Documentfragment
------------------------------------------------------------
Stel: de organisatiestructuur is aangepast na advies van de ondernemingsraad, verantwoordelijkheden zijn duidelijk(er) belegd. Samenwerkingsrelaties zijn op papier beter gewaarborgd. Functies en afdelingen zijn opnieuw ingericht. Maar dan? Hoe zorg je dat de organisatiecultuur echt door-ontwikkelt? En hoe zit het met de rol van de medezeggenschap hierbij?
Het type verandering dat hier geschetst is – eerst de structuur aanpassen en dan door-ontwikkelen naar een nieuwe cultuur – is in feite een tweetrapsraket. De aanpassing van de structuur, de eerste trap, is voor de ondernemingsraad relatief helder. Er komt een voorgestelde nieuwe organisatie-inrichting met personele gevolgen, en de or heeft daarop een adviesrecht.
- Tip! Adviseren over mens en organisatie, zodanig dat je écht wordt gehoord? Dat leer je als or op het OR Kennisfestival op 24 november 2022 in de Jaarbeurs, Utrecht. Bekijk het complete programma!
Tweetrapsraket
De tweede trap is veel minder helder. Er moet een nieuwe ‘onderstroom’ ontstaan in de organisatie, meestal in de vorm van nieuw leiderschap (meer faciliterend). De medewerkers moeten professionele verantwoordelijkheid nemen en nieuwe samenwerkingsrelaties aangaan. Natuurlijk zullen er allerlei instrumenten worden ingezet, zoals een programma of projecten op het gebied van cultuur en leiderschap en andere invullingen van de gesprekscyclus. Maar dan nog: wat maakt nu dat de organisatie in beweging komt?
Bovenstroom en onderstroom
Onder- en bovenstroom zijn termen uit de organisatiekunde, zoals bij Karl Weick en Rob van Es. Organisaties ontwikkelen pas als zowel de bovenstroom als de onderstroom impulsen krijgen.
De bovenstroom is alles op organisatorisch gebied wat ‘zichtbaar’ is, zoals een missie, visie, veranderplan, nieuw organogram, kpi’s, beleidsregels. Op individueel niveau zijn het bijvoorbeeld competenties en targets. De bovenstroom is rationeel, bewust en weloverwogen en directief.
De onderstroom omvat relatief onzichtbare facetten, zoals vertrouwen of wantrouwen, de bedrijfscultuur, onuitgesproken zaken en indirecte weerstand. Op individueel niveau zijn dat bijvoorbeeld drijfveren, persoonlijke waarden, interne motivatie en zelfvertrouwen. De onderstroom is juist onbewust, irrationeel en associatief (een product van samenwerkende individuen).
Organisaties ontwikkelen zich pas echt als zowel de bovenstroom als de onderstroom impulsen krijgen
Er zijn verschillende relaties tussen boven- en onderstroom:
- Bij een verandering moet de bovenstroom op orde zijn, anders ontstaat er gedoe in de onderstroom. Daarom wordt veel gekozen voor ‘eerst de structuur aanpassen’ – dan komt de bovenstroom op orde – en dan door-ontwikkelen.
------------------------------------------------------------
Opdracht 1
Kun je de rijen ongewijzigd overnemen, te beginnen bij de regel met "Please identify the power" en eindigend bij het einde van de rijen?

Fragmenten uit rijen
------------------------------------------------------------
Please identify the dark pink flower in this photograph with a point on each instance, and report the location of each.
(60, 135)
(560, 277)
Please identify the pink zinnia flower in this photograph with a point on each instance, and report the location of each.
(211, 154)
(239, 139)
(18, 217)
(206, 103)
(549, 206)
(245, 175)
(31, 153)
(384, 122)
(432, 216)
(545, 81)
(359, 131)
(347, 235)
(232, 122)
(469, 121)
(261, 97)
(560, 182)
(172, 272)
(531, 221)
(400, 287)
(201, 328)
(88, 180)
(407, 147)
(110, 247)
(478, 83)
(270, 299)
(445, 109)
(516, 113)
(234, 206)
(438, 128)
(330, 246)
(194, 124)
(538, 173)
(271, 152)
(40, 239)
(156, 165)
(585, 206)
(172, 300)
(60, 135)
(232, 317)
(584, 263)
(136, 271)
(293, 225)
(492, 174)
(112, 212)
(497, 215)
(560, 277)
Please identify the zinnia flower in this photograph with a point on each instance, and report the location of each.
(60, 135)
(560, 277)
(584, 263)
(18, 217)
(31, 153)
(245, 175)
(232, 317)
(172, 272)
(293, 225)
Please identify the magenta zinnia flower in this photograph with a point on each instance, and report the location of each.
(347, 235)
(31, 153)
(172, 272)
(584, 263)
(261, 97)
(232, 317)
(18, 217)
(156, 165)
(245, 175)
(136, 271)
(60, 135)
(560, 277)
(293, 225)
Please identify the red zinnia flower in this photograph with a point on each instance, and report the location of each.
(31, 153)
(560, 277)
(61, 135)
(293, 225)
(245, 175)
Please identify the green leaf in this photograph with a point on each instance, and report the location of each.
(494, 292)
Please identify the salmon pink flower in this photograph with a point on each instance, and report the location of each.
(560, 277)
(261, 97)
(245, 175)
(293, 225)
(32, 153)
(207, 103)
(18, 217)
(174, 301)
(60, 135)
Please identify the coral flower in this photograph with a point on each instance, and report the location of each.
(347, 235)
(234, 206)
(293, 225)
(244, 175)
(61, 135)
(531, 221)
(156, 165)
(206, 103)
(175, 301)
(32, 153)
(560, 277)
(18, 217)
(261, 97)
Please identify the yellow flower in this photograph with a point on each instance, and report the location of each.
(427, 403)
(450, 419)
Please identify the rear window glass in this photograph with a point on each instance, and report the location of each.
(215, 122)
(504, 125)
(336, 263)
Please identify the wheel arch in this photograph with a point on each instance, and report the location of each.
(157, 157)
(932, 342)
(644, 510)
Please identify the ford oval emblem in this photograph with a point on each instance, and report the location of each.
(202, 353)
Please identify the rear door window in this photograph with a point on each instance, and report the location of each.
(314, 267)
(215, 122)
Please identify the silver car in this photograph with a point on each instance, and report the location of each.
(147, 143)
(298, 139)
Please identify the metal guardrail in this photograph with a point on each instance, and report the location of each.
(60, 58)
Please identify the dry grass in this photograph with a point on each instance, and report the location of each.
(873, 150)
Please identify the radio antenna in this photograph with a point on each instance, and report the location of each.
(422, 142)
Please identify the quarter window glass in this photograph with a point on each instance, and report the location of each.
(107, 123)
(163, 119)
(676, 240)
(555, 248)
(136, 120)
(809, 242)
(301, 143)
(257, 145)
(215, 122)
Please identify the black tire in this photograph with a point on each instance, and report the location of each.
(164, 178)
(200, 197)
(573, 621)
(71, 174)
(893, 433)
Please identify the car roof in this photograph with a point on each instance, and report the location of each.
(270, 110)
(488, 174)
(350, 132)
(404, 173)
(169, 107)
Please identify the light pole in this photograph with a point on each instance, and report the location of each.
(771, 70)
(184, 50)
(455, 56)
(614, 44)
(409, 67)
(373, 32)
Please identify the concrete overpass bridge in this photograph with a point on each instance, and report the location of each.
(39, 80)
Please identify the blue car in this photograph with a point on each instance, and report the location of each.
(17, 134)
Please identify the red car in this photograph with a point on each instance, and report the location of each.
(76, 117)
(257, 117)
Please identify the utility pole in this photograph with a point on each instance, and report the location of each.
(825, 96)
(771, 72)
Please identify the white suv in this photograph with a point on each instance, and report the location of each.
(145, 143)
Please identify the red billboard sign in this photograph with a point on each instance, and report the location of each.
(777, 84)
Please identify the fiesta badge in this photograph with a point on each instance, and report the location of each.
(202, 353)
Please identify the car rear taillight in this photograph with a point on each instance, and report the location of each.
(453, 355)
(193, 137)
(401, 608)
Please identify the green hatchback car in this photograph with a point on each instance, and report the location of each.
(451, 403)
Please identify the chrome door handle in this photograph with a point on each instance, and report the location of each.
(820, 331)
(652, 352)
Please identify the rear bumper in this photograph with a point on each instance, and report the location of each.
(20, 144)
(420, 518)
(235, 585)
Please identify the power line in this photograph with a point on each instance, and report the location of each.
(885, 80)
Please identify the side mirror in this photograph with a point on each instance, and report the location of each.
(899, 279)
------------------------------------------------------------
Opdracht 2
Kun je de tekst over boven- en onderstroom in organisaties voortzetten vanaf het punt waar die ophoudt?

Antwoord 1
Please identify the power line in this photograph with a point on each instance, and report the location of each.
(885, 80)
Please identify the side mirror in this photograph with a point on each instance, and report the location of each.
(899, 279)

Antwoord 2
- Maar de onderstroom ‘draagt’ de bovenstroom. Dus zelfs met een goed veranderplan kan de organisatie zijn medewerkers toch niet veranderen. In dat laatste geval moet de onderstroom (bijvoorbeeld patronen van indirecte weerstand of rouw vanwege grote verandering) aandacht krijgen om de verandering te kunnen dragen. Niet voor niets noemen ondernemingsraden in hun advies vaak ‘draagkracht’ van de collega’s als argument op meer tijd te nemen.
Problemen pak je aan waar ze ontstaan
Een derde en misschien wel belangrijkste regel is dat bovenstroomse problemen bovenstrooms moeten worden aangepakt en onderstroomse problemen onderstrooms. Dus je kunt niet met een structuurverandering (bovenstroom) verwachten dat motivatie, wijze van samenwerking en cultuur (onderstroom) veranderen. Er zijn kortom, ook bij een structuurverandering, altijd twee programma’s nodig: eentje voor boven en eentje voor onder.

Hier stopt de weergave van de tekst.